_Data excerpts:_
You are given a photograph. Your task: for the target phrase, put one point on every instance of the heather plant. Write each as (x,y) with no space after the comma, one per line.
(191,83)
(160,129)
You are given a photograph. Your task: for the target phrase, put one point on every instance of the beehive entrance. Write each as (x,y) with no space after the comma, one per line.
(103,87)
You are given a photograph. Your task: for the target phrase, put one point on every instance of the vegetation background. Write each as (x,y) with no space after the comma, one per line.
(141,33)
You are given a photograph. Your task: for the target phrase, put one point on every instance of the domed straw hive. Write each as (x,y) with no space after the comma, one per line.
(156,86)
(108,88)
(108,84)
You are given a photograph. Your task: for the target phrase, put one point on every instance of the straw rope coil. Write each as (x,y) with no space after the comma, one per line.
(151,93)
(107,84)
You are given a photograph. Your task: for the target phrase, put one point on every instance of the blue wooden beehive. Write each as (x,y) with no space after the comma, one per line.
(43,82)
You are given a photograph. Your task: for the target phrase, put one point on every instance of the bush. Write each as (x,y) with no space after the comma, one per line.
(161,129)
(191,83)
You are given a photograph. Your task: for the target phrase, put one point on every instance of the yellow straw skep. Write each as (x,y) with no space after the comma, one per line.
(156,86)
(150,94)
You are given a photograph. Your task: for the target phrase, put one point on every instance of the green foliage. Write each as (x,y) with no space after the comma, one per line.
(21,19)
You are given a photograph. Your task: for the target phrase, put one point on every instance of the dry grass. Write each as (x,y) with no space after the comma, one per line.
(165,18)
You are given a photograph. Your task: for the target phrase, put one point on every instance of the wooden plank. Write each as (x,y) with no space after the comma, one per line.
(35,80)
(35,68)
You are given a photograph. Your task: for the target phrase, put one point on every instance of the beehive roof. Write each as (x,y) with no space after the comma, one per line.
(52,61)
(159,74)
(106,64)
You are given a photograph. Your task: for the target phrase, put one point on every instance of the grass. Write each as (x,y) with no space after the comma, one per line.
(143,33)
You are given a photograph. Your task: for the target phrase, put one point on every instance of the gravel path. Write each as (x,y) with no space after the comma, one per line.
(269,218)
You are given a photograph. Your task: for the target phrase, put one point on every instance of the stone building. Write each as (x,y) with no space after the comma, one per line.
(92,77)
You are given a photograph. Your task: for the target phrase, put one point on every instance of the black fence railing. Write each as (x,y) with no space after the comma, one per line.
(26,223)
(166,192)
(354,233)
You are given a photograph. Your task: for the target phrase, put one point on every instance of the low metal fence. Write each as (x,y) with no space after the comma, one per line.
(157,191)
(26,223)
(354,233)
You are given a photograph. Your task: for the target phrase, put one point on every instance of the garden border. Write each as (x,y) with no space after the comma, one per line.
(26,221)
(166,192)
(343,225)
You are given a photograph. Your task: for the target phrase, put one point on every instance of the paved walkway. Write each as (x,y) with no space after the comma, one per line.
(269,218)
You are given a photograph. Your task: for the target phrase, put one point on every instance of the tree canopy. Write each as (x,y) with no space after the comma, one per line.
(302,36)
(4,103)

_Requirement:_ Reproduce every one of the rows above, substituting "each on its own line" for each occurrence of "one per line" and leaving all other text unchanged.

_Solution to this exercise:_
You are given a photograph. Your task: for the target phrase, put one point on every instance of the heather plant. Write each as (x,y) with no space after the comma, each on its own line.
(191,83)
(160,129)
You are given a photograph. Your task: for the target phrase, put one point on every instance of the beehive entrance. Write each as (x,y) with no space after the comma, each on its own line.
(103,87)
You are given a photograph. Your task: for the target phrase, put one point on every instance of the vegetation background. Write each as (x,y) with no space after the comma, each on its own line.
(141,33)
You are given a photograph. Your task: for the target phrase, put one point on every instance of the domed straw hive. Write each as (x,y) with no space after the comma, each on its own line.
(156,86)
(108,88)
(108,84)
You are given a photograph. Your task: for the target phrase, put one point on every instance of the straw rope coil. Write each as (x,y) with no space after the comma, each on its own line.
(151,93)
(107,84)
You are given a photograph. Your task: for the target phrase, put one point on every instance of the blue wooden beehive. Write each as (x,y) with no space after the comma, each on its own line.
(43,82)
You are given a photograph. Your task: for the target phrase, put one point on every instance of the bush. Write each as (x,y) with no space after the comma, each on its own line.
(161,129)
(191,83)
You are given a photograph. Your task: for the target phrase, put one point on every instance of the yellow straw skep. Write each as (x,y) with no space after the comma, each on its own line.
(156,86)
(150,94)
You are given a photograph. Your task: for the target phrase, put one point on every instance of the green foliage. Write each as (x,y) with no space after the comma, each on its own line.
(21,19)
You are given a photograph. Your task: for the target phrase, put one point on every instance of the dry grass. Write each as (x,y) with no space after the comma, each on its own line.
(165,18)
You are given a photograph. Your task: for the target phrase, put one point on every instance of the wooden plank. Write each as (x,y) with no space after the comma, each on its own line.
(35,80)
(35,68)
You are given a photograph. Your task: for the target phrase, put one point on every instance of the beehive roof. Write each as (x,y) with no space after the comma, each on its own line.
(52,61)
(159,74)
(106,64)
You are given a photograph. Your task: for the target phrase, put one point on every instance of the grass. Write each as (x,y) with no space after the comma, each on its own line.
(143,33)
You are given a photograph. Your task: for the target phrase, put one point on every instance of the gravel path. Write each as (x,y) with no space after the comma, each on its own line.
(269,218)
You are given a photograph. Your task: for the target phrase, put one point on every instance of the stone building. Write each as (x,y) with no space after the comma, each on its own line.
(92,77)
You are given a photograph. Your task: for the target phrase, put one point on every instance of the black fence railing. Write each as (x,y) with no space after the comma, each on its own line.
(26,223)
(166,192)
(354,233)
You are given a photograph. Your task: for the target phrase, put one point on every instance of the low metal fence. Write each as (x,y) with no space after the comma, each on its own line.
(157,191)
(26,223)
(354,233)
You are given a photograph. Your task: for the target phrase, put one point on every instance of the garden border. Write each as (x,y) with no space after the comma, each on its own line.
(26,221)
(166,192)
(343,225)
You are given a photograph. Your task: for the target phrase, put one point on every instance of the paved walkway. Write each as (x,y) with no space after the comma, each on its own line.
(269,218)
You are given a photograph. Your task: for the target phrase, put one point on every instance of the tree canopy. Write each as (x,y) with no space after the comma, each on its own line.
(302,36)
(4,103)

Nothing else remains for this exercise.